▶ EXERCISE
Only one portion of the data is to be written out: from the line bearing "Tag the turbulent" through the line bearing "Tag the man's head". Write it exactly as it appears.

▶ GIVEN RECORDS
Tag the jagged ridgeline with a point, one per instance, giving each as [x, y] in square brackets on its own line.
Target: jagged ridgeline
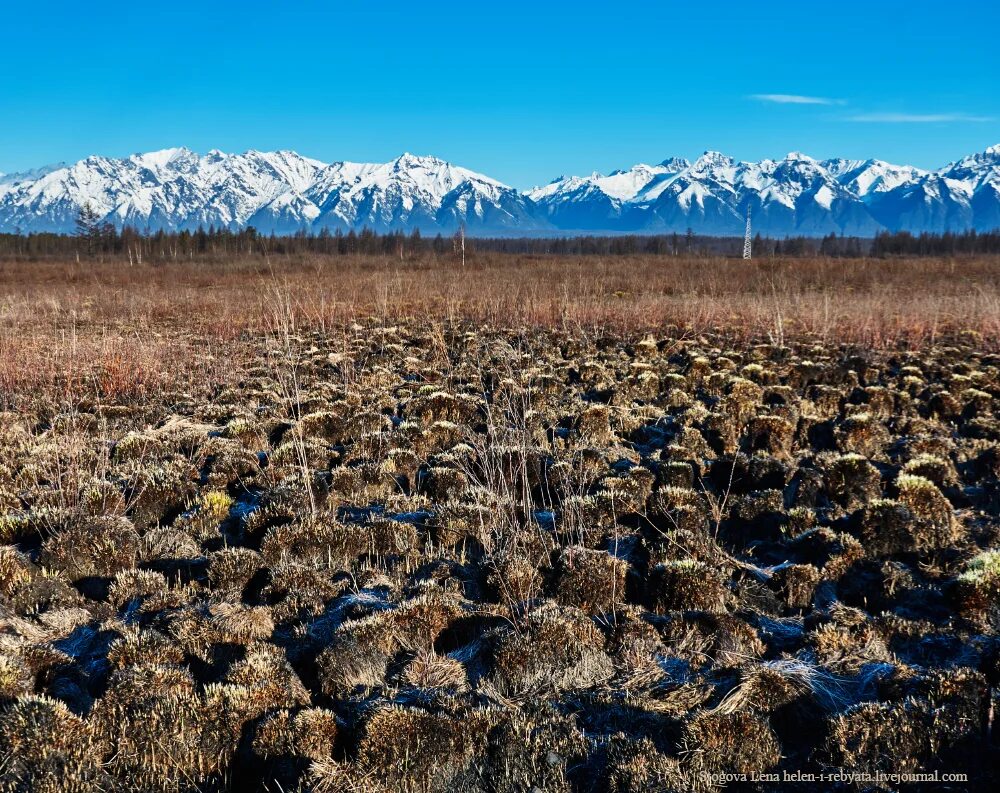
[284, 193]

--

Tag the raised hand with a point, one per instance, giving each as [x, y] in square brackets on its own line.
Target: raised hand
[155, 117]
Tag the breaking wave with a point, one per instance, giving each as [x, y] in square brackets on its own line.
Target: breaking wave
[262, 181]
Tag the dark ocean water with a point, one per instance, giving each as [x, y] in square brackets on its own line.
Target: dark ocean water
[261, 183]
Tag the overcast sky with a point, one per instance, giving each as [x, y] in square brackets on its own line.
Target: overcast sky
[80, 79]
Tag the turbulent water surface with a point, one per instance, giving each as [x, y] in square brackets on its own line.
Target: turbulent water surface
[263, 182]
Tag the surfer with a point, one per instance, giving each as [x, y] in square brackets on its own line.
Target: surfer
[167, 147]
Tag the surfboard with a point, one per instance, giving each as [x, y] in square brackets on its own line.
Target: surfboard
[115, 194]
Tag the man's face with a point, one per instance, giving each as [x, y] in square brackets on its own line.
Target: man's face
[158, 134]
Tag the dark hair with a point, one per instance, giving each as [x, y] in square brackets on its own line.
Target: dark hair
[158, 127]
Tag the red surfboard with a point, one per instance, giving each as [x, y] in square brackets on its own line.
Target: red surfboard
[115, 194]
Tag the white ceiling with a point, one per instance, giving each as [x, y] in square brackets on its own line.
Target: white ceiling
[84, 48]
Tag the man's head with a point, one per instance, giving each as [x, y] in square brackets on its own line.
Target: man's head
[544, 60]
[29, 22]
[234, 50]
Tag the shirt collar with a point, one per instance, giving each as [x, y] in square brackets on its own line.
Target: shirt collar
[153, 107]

▶ RESPONSE TO THIS EXERCISE
Tag the turbulent water surface with a point, one per instance, giving each as [x, y] in square brackets on its own line.
Target: turbulent water surface
[263, 182]
Tag the surfer with a point, one per instance, giving each as [x, y] in square brackets on its own line.
Target: surfer
[167, 147]
Tag the surfboard with a point, one per instance, giving each as [x, y] in square brackets on its own line.
Target: surfboard
[115, 194]
Tag the man's face with a point, one per instance, giving each as [x, y] in square brackets on its own line.
Target: man's face
[158, 134]
Tag the dark hair with a point, one per instance, giving each as [x, y] in square brackets on its own line.
Target: dark hair
[158, 127]
Tag the red surfboard with a point, one per instance, giving each as [x, y] in square brackets on its own line.
Target: red surfboard
[115, 194]
Tag the white ceiling with a point, one per instance, giving each as [x, y] in square brackets on its own line.
Target: white ceiling
[84, 48]
Tag the man's head with a point, one per instance, giving each as [x, y] in square brackets on its own line.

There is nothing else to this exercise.